## TASK TO COMPLETE
Produce a copy of every line in the records that holds the string "below".

(Referring expression data)
────

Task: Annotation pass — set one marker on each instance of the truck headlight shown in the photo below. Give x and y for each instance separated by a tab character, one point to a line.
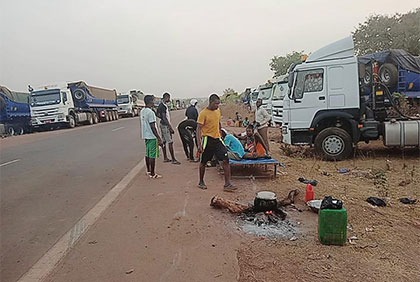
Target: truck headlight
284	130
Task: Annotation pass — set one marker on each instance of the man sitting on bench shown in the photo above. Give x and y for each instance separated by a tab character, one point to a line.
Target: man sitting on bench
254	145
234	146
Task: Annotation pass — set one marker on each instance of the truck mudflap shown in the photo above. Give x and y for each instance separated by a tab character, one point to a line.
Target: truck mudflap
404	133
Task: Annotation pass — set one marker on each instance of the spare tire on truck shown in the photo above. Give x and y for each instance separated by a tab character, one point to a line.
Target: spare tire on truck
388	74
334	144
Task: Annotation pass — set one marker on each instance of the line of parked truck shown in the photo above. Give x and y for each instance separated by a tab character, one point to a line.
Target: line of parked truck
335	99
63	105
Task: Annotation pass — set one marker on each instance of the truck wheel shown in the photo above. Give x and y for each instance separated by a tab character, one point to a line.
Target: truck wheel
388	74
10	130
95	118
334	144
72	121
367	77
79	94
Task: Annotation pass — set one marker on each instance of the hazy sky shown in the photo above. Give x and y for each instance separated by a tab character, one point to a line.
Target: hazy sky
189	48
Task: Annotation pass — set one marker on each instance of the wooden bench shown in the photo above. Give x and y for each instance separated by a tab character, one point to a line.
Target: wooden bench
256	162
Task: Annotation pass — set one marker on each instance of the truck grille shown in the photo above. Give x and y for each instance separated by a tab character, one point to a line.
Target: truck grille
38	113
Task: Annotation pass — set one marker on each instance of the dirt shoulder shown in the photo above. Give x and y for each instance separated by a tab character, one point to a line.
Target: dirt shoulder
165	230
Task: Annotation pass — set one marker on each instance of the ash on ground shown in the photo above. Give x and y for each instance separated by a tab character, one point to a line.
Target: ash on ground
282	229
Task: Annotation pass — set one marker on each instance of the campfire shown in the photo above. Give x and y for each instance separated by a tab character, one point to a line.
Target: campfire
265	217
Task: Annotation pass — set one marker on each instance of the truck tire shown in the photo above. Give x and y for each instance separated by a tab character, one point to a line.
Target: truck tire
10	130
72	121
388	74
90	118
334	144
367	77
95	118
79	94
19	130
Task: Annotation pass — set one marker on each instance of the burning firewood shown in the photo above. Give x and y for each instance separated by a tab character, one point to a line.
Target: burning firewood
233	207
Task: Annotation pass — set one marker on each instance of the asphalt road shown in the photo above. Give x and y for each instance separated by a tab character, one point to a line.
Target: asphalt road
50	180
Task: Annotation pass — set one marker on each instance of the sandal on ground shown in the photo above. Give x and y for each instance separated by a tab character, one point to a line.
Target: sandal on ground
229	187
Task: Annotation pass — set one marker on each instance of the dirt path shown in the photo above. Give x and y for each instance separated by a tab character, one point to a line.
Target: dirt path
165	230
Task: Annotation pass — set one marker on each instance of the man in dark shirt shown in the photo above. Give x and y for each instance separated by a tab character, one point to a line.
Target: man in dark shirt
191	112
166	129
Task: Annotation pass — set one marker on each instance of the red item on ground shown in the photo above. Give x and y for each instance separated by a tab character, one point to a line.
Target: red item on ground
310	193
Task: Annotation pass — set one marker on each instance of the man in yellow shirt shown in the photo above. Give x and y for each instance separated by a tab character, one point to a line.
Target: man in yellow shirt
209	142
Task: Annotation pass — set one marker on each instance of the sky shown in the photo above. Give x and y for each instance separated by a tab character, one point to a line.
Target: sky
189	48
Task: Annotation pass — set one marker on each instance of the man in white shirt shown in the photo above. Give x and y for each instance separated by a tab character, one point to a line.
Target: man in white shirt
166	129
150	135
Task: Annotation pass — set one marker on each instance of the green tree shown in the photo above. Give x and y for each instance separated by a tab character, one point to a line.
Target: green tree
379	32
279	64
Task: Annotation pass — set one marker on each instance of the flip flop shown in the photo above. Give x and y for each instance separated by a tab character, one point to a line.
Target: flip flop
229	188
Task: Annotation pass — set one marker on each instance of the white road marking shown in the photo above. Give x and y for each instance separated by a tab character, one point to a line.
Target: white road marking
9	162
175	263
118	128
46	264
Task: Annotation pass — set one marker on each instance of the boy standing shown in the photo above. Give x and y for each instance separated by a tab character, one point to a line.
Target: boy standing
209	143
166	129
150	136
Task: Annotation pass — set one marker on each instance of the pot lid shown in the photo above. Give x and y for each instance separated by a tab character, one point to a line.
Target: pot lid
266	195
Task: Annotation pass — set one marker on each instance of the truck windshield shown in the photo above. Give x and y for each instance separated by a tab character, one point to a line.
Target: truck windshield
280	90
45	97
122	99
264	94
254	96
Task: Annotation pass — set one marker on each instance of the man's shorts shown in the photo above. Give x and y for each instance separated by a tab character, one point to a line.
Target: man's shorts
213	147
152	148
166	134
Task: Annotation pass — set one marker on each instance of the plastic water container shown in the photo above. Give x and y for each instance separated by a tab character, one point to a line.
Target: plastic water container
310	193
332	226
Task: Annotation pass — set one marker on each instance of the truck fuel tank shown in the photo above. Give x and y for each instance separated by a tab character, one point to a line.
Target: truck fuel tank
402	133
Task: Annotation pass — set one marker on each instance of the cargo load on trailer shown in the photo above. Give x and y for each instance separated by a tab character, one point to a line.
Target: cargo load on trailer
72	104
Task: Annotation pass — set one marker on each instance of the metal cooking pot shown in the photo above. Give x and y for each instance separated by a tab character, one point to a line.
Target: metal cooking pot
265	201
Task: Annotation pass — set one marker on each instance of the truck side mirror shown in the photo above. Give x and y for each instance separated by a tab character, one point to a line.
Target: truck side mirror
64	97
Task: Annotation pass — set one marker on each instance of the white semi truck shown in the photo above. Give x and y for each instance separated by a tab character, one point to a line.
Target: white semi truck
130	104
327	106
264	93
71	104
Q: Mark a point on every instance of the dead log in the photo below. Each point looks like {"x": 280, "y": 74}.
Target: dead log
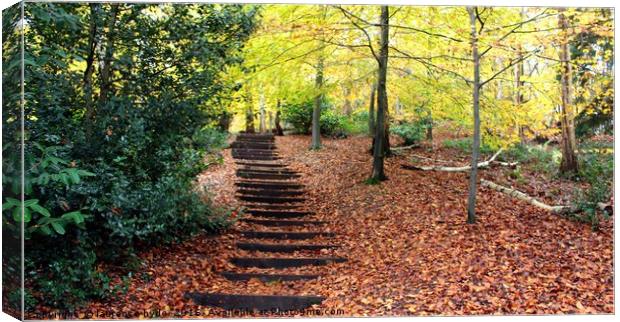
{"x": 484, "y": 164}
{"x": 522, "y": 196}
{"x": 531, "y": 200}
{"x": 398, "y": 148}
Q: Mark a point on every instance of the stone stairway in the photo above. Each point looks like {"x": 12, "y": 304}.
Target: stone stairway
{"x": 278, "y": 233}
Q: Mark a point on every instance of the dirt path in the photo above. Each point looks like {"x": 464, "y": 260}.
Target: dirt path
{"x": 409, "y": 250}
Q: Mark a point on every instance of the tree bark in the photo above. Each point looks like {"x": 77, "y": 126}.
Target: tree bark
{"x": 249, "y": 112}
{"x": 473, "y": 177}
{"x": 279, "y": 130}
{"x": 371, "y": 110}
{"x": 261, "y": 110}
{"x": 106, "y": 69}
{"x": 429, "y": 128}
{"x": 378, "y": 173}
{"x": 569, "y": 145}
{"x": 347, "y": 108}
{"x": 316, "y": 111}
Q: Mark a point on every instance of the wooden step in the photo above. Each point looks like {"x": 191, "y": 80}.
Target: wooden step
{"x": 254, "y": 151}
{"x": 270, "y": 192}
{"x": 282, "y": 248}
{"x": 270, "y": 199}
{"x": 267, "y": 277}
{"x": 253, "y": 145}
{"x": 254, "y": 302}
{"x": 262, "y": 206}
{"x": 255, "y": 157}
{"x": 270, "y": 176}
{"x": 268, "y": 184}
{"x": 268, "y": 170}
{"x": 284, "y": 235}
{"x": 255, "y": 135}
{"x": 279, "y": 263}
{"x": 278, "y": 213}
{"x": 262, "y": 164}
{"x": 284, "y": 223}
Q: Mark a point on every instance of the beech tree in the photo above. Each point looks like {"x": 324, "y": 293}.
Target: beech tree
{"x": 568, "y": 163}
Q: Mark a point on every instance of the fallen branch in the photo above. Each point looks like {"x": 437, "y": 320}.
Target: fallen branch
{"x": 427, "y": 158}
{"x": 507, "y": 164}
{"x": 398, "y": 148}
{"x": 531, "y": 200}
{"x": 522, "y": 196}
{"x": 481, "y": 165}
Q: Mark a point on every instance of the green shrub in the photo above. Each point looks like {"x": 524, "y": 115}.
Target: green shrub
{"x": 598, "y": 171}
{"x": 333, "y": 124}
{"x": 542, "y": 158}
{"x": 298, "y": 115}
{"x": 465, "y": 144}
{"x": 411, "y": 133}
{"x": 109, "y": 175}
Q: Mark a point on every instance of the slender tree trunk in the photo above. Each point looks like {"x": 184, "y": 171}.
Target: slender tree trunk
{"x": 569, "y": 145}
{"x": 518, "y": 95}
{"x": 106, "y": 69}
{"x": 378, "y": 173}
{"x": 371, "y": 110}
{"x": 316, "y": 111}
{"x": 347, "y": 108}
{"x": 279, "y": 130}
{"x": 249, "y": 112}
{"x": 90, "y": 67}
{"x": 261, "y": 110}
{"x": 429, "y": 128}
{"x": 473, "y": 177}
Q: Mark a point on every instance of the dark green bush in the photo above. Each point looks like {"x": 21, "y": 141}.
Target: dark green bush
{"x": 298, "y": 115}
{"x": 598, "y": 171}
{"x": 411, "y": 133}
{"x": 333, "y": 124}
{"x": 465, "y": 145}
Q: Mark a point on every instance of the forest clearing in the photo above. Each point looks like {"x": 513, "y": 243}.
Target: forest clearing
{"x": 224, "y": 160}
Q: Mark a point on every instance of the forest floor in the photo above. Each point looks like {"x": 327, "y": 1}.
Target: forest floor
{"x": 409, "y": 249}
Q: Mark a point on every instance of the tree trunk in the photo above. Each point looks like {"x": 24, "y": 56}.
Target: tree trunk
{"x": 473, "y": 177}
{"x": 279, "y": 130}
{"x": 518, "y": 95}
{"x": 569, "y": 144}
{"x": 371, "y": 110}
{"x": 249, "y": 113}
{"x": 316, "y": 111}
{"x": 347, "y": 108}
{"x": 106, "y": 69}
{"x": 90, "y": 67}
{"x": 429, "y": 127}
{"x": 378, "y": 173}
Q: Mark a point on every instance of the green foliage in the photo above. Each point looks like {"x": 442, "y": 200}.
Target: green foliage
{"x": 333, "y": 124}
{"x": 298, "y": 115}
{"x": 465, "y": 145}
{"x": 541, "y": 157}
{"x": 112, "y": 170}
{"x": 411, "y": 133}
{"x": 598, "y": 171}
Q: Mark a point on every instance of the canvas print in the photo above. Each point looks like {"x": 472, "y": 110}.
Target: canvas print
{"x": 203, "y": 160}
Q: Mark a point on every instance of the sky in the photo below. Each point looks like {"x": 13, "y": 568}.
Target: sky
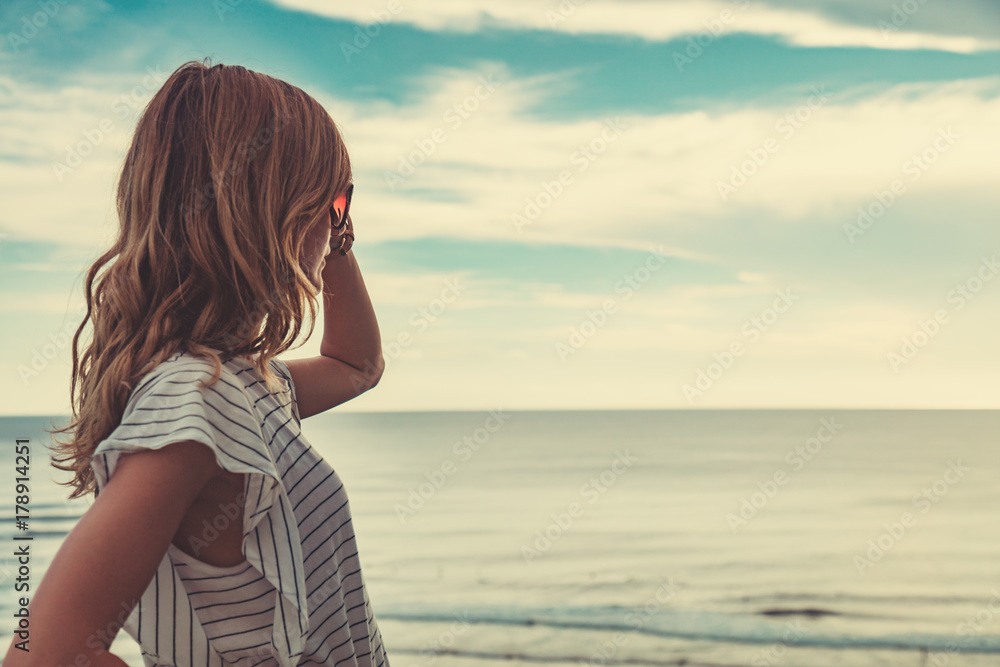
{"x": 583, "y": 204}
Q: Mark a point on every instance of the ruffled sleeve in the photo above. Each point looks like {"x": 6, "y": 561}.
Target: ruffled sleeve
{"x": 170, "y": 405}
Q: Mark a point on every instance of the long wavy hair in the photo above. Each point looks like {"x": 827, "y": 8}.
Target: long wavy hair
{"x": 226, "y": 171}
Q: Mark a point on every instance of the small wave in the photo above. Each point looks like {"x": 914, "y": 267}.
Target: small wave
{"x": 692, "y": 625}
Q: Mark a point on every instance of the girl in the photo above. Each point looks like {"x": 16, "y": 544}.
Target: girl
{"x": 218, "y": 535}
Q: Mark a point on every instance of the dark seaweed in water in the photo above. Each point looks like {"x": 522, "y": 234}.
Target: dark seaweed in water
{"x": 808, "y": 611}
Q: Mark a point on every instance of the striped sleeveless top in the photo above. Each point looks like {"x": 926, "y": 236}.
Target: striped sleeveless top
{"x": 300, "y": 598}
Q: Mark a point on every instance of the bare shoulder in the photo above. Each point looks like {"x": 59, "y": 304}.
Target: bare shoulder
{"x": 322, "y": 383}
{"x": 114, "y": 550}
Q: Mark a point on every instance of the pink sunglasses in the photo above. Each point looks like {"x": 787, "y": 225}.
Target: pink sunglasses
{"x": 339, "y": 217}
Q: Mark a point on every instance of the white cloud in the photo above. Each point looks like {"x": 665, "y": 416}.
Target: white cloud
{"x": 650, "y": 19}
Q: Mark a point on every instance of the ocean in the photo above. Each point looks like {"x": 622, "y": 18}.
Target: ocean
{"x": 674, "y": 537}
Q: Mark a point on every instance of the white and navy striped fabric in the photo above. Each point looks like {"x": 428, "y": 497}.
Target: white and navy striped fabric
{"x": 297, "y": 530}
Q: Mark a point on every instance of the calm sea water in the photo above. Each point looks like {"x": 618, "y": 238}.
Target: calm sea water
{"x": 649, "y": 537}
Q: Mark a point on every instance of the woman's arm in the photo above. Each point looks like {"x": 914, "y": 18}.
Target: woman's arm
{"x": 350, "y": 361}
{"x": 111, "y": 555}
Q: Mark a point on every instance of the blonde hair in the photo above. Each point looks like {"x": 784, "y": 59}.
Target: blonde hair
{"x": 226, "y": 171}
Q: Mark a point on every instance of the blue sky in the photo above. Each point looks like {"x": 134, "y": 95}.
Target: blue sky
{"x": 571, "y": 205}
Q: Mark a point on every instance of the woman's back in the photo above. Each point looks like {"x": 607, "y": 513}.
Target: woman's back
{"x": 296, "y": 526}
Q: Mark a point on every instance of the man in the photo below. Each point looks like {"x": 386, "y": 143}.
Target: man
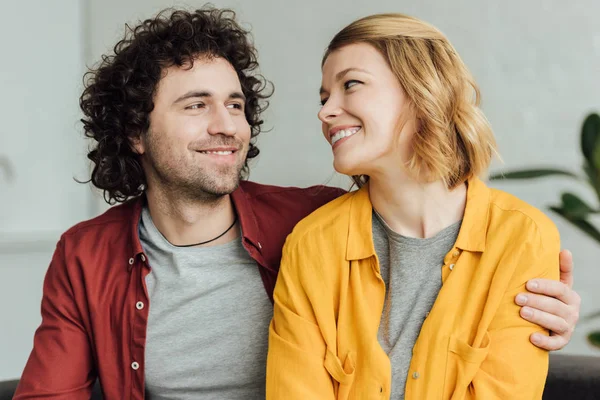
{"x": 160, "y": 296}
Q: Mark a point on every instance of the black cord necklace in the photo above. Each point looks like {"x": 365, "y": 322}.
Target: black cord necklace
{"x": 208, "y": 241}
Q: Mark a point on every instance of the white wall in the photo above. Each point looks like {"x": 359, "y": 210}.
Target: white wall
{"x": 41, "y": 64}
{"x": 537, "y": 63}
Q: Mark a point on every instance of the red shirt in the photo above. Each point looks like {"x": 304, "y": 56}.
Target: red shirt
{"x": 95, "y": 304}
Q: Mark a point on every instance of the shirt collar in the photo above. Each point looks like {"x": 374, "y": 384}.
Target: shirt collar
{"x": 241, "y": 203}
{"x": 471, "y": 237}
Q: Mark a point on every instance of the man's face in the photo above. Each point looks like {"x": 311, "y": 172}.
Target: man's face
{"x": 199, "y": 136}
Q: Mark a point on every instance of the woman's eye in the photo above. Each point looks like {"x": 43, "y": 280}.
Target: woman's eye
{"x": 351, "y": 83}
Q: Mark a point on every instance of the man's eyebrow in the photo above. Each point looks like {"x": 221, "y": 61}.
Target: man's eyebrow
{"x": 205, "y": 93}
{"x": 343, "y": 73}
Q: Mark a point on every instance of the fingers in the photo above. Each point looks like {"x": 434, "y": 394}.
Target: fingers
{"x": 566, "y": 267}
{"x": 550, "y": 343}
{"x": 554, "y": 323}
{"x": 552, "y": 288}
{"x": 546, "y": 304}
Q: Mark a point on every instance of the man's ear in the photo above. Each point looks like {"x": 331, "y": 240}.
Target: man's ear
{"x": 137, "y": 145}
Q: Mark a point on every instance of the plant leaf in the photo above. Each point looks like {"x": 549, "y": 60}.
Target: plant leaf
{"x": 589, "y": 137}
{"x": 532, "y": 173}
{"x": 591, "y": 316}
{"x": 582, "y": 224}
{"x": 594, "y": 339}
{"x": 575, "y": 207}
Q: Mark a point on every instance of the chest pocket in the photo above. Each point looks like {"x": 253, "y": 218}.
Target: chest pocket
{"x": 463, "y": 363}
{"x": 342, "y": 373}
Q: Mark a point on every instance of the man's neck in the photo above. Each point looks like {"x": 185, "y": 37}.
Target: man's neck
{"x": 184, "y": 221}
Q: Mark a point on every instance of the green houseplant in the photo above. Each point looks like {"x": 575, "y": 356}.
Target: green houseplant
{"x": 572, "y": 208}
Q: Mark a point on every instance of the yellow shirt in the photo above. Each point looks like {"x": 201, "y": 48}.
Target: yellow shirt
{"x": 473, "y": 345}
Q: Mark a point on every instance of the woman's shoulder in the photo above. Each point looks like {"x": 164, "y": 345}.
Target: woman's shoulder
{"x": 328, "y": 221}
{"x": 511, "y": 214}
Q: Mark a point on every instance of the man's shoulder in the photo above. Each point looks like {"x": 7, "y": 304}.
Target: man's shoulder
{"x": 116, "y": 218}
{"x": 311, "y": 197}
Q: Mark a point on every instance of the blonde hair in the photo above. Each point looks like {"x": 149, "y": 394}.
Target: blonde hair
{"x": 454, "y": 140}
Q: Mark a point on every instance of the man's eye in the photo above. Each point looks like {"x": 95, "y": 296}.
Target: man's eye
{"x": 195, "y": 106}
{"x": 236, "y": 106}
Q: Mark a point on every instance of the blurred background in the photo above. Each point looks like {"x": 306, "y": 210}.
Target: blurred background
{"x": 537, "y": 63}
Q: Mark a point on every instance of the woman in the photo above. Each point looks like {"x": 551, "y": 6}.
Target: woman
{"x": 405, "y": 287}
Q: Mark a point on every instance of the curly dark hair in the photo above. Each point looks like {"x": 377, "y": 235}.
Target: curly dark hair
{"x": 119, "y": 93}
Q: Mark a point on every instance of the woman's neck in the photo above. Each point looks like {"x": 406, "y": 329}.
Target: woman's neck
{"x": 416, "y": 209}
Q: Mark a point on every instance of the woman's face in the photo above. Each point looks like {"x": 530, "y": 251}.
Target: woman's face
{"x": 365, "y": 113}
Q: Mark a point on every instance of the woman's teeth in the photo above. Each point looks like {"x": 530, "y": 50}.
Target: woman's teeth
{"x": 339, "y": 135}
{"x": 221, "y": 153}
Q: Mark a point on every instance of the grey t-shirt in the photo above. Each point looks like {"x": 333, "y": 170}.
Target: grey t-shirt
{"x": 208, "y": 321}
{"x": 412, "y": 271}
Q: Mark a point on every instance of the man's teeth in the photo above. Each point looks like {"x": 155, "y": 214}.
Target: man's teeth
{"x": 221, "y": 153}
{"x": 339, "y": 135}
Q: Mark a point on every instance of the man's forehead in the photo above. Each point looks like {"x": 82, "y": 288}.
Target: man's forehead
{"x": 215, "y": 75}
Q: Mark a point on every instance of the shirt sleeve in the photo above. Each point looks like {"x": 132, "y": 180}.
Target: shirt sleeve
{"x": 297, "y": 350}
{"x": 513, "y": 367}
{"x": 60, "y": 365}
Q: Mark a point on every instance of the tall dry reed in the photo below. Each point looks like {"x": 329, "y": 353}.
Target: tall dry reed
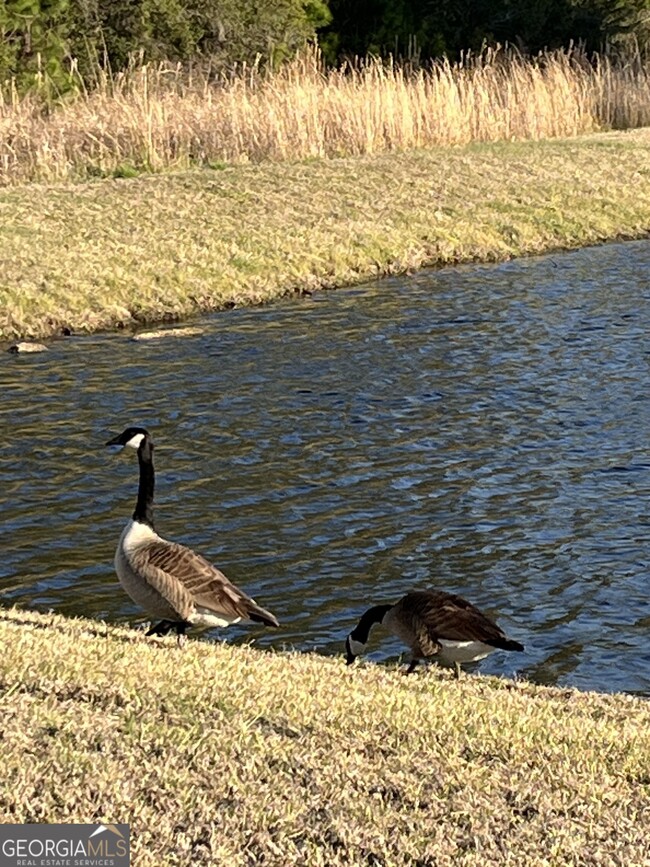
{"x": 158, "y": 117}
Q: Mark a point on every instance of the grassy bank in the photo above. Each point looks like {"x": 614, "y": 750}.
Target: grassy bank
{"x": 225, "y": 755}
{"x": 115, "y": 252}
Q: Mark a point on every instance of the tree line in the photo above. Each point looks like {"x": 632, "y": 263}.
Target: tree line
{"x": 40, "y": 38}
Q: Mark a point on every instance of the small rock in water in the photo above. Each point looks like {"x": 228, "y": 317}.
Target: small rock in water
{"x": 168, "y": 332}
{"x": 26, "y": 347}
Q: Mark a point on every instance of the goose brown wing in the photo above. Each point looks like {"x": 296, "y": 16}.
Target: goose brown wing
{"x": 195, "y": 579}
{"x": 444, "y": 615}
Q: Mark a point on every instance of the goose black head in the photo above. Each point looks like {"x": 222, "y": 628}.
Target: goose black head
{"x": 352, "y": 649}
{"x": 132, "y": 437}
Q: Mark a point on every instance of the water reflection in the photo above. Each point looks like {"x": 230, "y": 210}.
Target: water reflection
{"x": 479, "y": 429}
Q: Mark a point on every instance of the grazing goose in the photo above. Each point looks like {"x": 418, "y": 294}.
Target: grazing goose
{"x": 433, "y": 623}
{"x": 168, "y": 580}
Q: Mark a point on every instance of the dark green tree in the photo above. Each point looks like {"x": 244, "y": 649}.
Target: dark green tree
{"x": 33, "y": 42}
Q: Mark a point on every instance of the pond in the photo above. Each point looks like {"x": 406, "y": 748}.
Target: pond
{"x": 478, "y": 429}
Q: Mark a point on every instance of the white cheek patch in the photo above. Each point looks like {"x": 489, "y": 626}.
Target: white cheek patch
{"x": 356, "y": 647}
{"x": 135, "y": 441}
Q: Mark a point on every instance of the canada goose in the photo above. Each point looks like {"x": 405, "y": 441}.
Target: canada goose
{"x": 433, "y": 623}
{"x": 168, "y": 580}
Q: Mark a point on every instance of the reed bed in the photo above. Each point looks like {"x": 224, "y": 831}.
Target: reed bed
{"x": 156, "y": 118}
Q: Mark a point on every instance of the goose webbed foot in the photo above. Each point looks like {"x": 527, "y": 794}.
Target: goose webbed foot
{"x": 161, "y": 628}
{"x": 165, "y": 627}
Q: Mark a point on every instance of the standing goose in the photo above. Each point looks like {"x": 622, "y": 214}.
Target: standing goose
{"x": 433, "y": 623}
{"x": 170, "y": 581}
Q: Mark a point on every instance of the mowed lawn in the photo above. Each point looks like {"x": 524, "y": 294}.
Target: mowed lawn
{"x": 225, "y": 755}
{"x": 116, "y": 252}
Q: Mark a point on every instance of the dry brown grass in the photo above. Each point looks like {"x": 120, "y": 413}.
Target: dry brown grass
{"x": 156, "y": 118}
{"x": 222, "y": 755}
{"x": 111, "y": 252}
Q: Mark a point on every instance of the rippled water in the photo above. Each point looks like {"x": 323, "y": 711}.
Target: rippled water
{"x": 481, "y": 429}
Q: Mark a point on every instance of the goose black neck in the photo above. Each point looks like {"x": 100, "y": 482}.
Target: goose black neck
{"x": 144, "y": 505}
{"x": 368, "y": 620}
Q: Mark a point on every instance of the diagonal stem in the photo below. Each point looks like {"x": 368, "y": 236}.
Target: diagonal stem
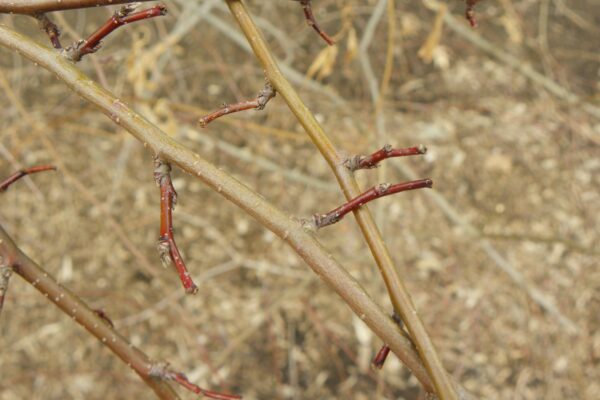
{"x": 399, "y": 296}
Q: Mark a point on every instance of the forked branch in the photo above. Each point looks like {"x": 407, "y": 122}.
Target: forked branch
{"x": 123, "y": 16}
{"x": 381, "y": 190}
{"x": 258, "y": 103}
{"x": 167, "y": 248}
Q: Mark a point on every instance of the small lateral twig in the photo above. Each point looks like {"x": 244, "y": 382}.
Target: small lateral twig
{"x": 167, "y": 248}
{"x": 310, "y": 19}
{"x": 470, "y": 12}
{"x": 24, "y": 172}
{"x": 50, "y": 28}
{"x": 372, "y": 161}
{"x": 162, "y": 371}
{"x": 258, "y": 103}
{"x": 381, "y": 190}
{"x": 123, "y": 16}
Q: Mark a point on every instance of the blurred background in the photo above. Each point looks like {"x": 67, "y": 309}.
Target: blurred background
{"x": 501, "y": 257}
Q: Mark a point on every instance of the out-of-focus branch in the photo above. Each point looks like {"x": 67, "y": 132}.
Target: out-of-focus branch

────

## TASK OUTPUT
Task: Annotation pass — set one marker on each instance of the truck headlight shown in the photo below. Give x and y for each instance separated by a tab character, one point to a line.
Q: Mark a point on every instance of the dead log in the photo below. Each point looks like {"x": 280, "y": 74}.
Q: Mark a point on every instance of the sky in the photo below. Each point looks like {"x": 13, "y": 568}.
Q: Mark a point on every instance of the man in the photo below. Each point looks like {"x": 386, "y": 143}.
Q: Mark a point on every instance of the tall dry reed in the photo below. Each point looks like {"x": 329, "y": 353}.
Q: Mark a point on every instance of the diagonal stem in the photo below. Each point looks like {"x": 368, "y": 236}.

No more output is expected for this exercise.